(Extracts from box-labeled datasets)
• • • • • • •
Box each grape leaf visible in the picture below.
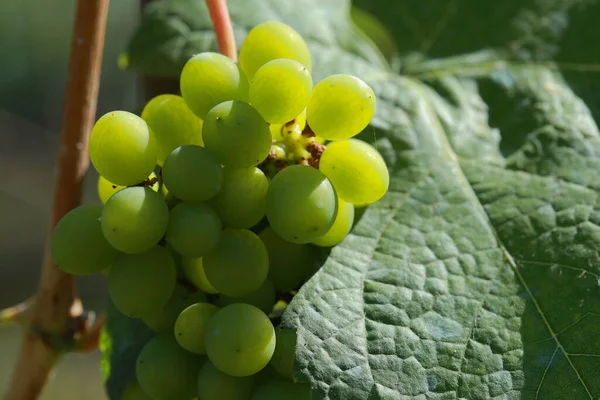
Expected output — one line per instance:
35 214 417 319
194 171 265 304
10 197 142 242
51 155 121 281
105 0 600 400
284 64 600 400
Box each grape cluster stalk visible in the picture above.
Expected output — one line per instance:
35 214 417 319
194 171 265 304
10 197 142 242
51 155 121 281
51 21 389 400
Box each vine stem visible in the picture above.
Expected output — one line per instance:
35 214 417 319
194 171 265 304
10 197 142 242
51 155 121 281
206 0 237 62
4 0 109 400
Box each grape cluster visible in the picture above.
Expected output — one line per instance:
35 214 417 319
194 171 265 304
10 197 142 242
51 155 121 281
51 22 389 400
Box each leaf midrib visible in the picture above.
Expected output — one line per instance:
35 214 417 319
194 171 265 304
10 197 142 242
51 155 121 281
408 79 594 400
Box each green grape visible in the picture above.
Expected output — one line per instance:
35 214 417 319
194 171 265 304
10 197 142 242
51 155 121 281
181 257 219 294
203 229 269 297
250 58 312 124
121 381 152 400
312 198 354 247
202 101 272 167
175 303 219 354
210 167 269 229
135 333 205 400
319 139 390 206
198 360 254 400
306 74 376 140
205 303 275 376
100 187 169 253
180 52 248 119
217 279 275 315
142 94 203 165
108 246 177 318
162 145 223 201
89 111 158 186
51 204 119 275
240 21 312 79
251 380 311 400
166 202 222 257
271 327 296 379
96 172 160 204
258 227 317 292
142 283 207 333
267 165 337 243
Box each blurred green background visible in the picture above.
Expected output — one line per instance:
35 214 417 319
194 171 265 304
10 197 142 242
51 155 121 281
0 0 139 400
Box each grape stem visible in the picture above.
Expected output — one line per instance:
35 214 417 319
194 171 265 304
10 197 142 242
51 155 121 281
206 0 237 62
4 0 109 400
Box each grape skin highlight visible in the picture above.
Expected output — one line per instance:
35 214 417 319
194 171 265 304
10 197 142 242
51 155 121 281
51 204 119 275
202 101 271 168
250 58 312 124
89 111 158 186
101 187 169 254
306 74 376 140
319 139 390 206
267 165 337 243
240 21 312 79
108 246 176 318
180 52 248 119
205 303 275 377
142 94 202 166
312 199 354 247
96 172 160 204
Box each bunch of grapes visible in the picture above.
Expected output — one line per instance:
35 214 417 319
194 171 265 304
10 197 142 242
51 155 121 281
52 22 389 400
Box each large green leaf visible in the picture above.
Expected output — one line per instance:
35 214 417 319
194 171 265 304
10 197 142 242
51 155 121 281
284 65 600 400
105 0 600 400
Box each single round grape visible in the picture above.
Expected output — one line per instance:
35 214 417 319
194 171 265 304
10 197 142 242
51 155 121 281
96 172 160 204
217 279 275 315
175 303 219 354
267 165 337 243
143 283 207 333
205 303 275 376
166 202 222 257
89 111 158 186
162 145 223 201
258 227 317 292
271 327 296 379
51 204 119 275
250 380 311 400
135 334 205 400
181 257 219 294
202 101 271 167
180 52 248 119
121 381 153 400
203 229 269 297
108 246 177 318
198 360 254 400
210 167 269 229
306 74 376 140
142 94 203 165
100 187 169 254
250 58 312 124
240 21 312 79
319 139 390 206
312 198 354 247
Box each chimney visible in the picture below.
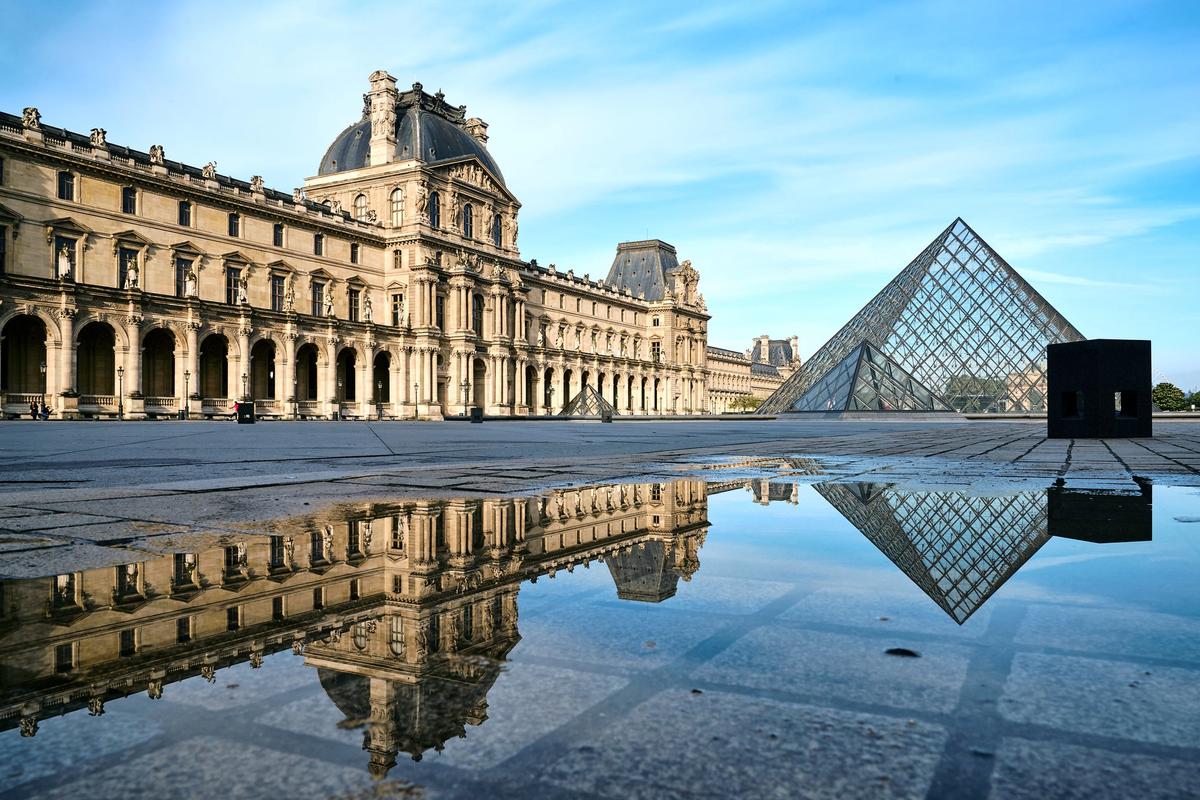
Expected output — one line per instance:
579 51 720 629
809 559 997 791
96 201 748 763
755 336 770 363
366 70 397 167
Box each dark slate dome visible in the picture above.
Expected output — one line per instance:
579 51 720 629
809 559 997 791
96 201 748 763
317 89 504 184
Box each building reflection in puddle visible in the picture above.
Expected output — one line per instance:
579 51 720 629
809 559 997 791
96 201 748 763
0 480 708 776
0 480 1151 777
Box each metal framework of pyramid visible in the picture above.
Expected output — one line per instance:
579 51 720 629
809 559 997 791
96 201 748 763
758 218 1084 414
558 384 617 416
812 483 1050 625
790 342 953 411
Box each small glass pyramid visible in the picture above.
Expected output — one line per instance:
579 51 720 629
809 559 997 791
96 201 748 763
558 384 617 416
758 219 1084 414
787 342 953 411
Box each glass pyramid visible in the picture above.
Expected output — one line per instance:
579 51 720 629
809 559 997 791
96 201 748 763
758 219 1084 414
814 483 1050 625
558 384 617 416
787 342 952 411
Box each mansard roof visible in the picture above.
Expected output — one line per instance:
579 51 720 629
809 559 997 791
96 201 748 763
605 239 679 302
317 83 504 185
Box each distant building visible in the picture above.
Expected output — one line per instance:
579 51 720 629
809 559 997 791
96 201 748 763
708 336 800 414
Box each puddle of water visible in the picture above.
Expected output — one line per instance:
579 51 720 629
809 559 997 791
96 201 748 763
0 473 1200 799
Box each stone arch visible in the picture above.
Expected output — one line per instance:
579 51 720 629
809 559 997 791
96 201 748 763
0 313 50 395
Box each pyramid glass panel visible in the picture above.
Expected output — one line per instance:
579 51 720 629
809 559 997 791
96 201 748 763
814 483 1050 624
788 342 950 411
558 385 617 416
758 219 1084 414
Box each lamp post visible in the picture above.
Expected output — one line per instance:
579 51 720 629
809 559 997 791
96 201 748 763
179 369 192 420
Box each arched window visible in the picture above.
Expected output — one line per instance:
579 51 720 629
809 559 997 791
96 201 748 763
430 192 442 229
391 190 404 228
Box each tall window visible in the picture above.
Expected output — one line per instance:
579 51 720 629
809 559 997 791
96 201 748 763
121 186 138 213
430 192 442 229
312 283 325 317
175 258 192 297
226 266 241 305
116 247 140 289
59 172 74 200
470 294 484 336
391 190 404 228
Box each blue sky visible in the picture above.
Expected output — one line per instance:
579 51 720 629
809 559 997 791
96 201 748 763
7 0 1200 389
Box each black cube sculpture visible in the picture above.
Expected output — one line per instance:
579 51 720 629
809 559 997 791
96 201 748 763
1046 339 1154 439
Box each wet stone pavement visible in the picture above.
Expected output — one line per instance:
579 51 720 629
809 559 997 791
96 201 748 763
0 422 1200 800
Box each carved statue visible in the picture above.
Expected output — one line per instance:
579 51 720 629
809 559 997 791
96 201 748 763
416 181 430 218
56 245 71 281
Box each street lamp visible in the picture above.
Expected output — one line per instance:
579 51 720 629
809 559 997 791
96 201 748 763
179 369 192 420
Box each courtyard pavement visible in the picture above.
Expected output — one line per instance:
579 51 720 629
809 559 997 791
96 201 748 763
0 417 1200 577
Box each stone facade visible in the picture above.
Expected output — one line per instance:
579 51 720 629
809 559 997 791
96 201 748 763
0 72 709 419
707 336 800 414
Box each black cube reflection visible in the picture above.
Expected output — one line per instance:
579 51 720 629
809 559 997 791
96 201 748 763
1046 339 1153 439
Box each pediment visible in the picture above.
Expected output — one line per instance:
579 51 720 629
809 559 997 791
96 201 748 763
438 156 520 205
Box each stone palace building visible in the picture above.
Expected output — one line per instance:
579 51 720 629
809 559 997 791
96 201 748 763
0 71 740 419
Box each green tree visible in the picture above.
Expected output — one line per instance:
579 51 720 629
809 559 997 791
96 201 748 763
1150 380 1187 411
730 396 762 411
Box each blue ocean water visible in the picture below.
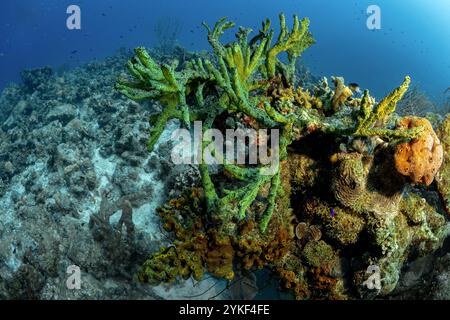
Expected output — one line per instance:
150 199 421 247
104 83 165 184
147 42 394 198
0 0 450 99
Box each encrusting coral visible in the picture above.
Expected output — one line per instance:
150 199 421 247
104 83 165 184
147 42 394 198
395 117 444 185
116 14 448 299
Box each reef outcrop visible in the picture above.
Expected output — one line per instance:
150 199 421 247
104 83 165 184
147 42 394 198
116 14 448 299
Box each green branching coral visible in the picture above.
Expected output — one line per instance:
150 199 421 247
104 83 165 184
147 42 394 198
116 14 426 235
353 77 422 138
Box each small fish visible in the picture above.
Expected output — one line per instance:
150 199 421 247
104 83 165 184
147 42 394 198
348 82 361 93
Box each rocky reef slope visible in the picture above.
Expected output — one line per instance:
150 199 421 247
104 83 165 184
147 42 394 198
0 51 229 299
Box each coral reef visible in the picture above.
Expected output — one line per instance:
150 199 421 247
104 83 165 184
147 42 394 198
• • • • • • •
→ **What this task involves**: Copy out word for word everything from the line containing "Box each single" down to the line containing "787 342 953 411", both lines included, and leave out the pictures.

→ **Final result**:
Box each single round grape visible in the picture above.
Expected output — one line per instance:
35 214 417 319
194 171 265 304
10 197 142 242
51 155 121 281
96 172 160 204
217 279 275 315
175 303 219 354
267 165 337 243
143 283 207 333
205 303 275 376
166 202 222 257
89 111 158 186
162 145 223 201
258 227 317 292
271 327 296 379
51 204 119 275
250 380 311 400
135 334 205 400
181 257 219 294
202 101 271 167
180 52 248 119
121 381 153 400
203 229 269 297
108 246 177 318
198 360 254 400
210 167 269 229
306 74 376 140
142 94 203 165
100 187 169 254
250 58 312 124
240 21 312 79
319 139 390 206
312 198 354 247
Box each chimney visible in the picture below.
Expected output — one line per instance:
579 51 720 629
809 559 997 791
96 201 748 763
755 336 770 363
366 70 397 167
Box each dark slate dome visible in the picture above.
Expected output — one line per instance:
579 51 720 629
809 559 997 791
96 201 748 763
317 89 504 184
Box each building reflection in puddle visible in the picture above.
Expected output — one line per instance:
579 51 720 629
809 559 997 791
96 201 748 763
0 480 708 776
0 480 1151 777
Box each metal framework of pyramid visible in the picture above.
Expected output — one line per instance:
579 51 720 629
809 559 997 791
96 201 748 763
758 218 1084 414
558 384 617 416
812 483 1050 625
790 342 953 411
Box each small glass pyramid visible in the picture above.
Expected output — one line per instance:
579 51 720 629
809 559 997 791
96 201 748 763
558 384 617 416
758 219 1084 414
787 342 953 411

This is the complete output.